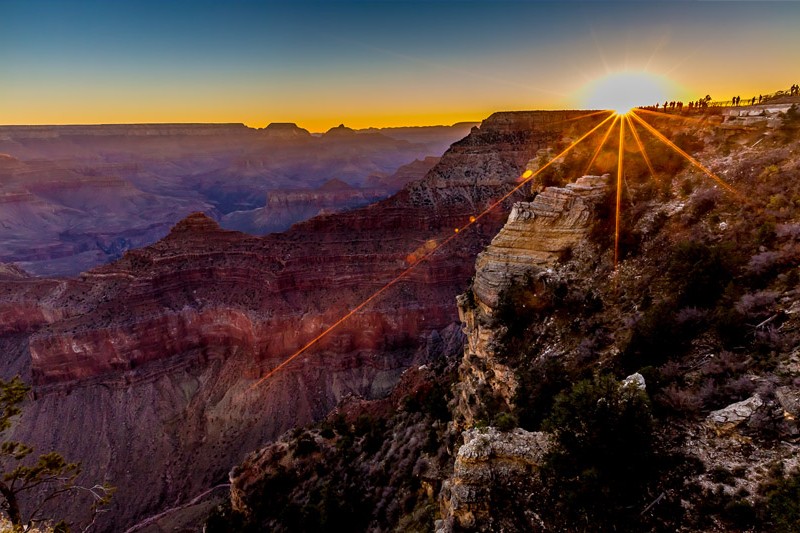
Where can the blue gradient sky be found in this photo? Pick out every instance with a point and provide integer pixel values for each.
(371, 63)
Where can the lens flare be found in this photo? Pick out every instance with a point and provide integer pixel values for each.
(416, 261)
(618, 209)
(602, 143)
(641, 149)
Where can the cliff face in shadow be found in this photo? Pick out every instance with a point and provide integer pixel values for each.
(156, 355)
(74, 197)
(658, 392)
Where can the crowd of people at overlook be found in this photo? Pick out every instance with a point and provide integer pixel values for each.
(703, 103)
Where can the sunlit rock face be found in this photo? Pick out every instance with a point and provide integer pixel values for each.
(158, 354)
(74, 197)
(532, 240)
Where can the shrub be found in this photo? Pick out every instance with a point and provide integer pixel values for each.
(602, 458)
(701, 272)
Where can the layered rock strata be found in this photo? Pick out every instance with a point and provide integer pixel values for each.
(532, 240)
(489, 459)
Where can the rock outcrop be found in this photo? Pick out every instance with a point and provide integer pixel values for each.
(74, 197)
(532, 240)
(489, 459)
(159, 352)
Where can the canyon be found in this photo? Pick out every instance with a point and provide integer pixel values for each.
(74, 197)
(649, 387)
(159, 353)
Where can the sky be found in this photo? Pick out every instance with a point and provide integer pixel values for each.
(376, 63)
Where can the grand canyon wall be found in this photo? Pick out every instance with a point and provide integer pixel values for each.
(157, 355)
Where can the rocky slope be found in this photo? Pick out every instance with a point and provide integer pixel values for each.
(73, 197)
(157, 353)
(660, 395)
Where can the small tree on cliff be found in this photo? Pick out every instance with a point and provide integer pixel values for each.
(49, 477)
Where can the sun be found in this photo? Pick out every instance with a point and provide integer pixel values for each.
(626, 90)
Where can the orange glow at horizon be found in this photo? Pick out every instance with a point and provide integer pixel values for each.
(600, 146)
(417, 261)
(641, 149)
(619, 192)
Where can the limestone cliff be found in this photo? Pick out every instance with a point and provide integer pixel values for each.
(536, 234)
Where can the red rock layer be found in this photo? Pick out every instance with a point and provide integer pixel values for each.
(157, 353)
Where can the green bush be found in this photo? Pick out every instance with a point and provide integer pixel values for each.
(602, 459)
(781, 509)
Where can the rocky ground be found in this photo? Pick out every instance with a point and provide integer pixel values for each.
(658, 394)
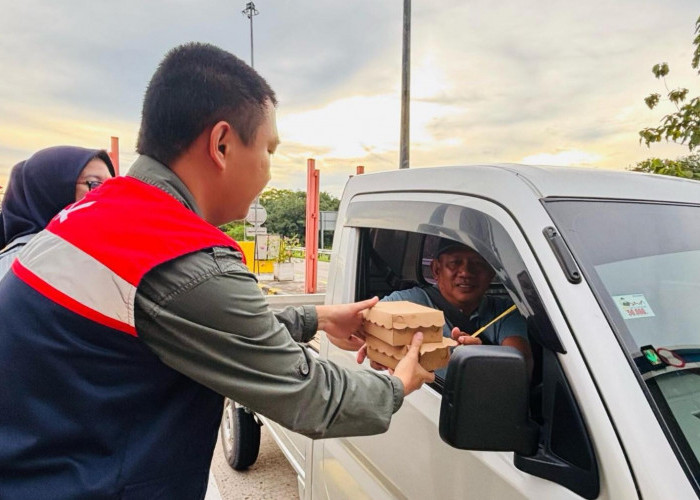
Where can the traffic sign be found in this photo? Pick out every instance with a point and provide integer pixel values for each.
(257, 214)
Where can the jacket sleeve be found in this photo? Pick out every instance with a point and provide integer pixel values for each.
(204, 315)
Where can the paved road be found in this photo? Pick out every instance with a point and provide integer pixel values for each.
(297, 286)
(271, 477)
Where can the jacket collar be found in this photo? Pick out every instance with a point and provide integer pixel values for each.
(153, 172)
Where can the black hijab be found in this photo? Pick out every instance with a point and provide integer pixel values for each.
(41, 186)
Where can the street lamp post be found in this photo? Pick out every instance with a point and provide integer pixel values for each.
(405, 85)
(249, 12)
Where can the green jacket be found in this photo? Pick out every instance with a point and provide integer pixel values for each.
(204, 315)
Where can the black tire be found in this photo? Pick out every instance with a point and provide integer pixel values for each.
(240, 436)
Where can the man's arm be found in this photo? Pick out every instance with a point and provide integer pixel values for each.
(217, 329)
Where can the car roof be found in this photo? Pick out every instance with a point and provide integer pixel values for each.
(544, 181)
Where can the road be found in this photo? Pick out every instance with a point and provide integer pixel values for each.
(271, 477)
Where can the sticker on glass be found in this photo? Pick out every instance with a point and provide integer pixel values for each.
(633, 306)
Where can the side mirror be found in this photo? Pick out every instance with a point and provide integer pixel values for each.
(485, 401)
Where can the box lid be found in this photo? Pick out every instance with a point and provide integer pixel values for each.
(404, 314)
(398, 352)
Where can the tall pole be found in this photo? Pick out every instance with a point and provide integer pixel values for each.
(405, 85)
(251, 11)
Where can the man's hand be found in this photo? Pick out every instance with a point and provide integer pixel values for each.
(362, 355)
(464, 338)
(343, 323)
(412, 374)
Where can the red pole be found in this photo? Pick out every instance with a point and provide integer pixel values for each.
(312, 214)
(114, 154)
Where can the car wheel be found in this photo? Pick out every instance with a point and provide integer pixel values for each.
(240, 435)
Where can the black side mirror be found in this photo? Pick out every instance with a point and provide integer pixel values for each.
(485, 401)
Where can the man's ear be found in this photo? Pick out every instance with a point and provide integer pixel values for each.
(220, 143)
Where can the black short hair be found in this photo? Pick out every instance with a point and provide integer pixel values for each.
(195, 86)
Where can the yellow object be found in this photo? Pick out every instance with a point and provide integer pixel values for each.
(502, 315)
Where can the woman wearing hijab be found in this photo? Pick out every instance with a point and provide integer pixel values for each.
--------------------------------
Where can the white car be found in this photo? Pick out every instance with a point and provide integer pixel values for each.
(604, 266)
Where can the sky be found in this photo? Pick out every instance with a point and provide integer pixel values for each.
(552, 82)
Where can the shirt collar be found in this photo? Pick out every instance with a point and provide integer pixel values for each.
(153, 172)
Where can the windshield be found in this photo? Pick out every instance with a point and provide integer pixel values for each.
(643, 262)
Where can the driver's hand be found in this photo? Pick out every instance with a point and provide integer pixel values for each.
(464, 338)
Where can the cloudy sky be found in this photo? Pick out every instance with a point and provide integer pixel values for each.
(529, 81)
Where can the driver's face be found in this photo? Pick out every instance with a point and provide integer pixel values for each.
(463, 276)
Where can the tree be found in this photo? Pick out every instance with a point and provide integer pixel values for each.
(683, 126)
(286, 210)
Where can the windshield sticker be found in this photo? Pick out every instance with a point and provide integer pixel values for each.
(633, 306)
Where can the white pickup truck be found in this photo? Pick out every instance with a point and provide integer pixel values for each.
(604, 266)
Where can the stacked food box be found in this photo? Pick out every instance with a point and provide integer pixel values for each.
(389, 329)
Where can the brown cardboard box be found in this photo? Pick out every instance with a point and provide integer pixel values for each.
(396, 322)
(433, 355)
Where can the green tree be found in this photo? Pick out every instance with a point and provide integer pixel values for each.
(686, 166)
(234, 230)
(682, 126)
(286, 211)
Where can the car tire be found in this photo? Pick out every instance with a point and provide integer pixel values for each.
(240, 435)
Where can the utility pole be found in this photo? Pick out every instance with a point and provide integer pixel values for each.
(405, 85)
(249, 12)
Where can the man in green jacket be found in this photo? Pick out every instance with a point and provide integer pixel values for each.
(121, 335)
--------------------------------
## WHAT YOU NEED TO DO
Pick out every line of the items above that contains the string "side", and copy each one in full.

## EXPECTED ANSWER
Where can the side mirror be found in this photo? Pick out every instance with a point and provide integer pixel values for each.
Where can the black side mirror be found in this photo? Pick out every instance with a point and provide integer pixel values for each.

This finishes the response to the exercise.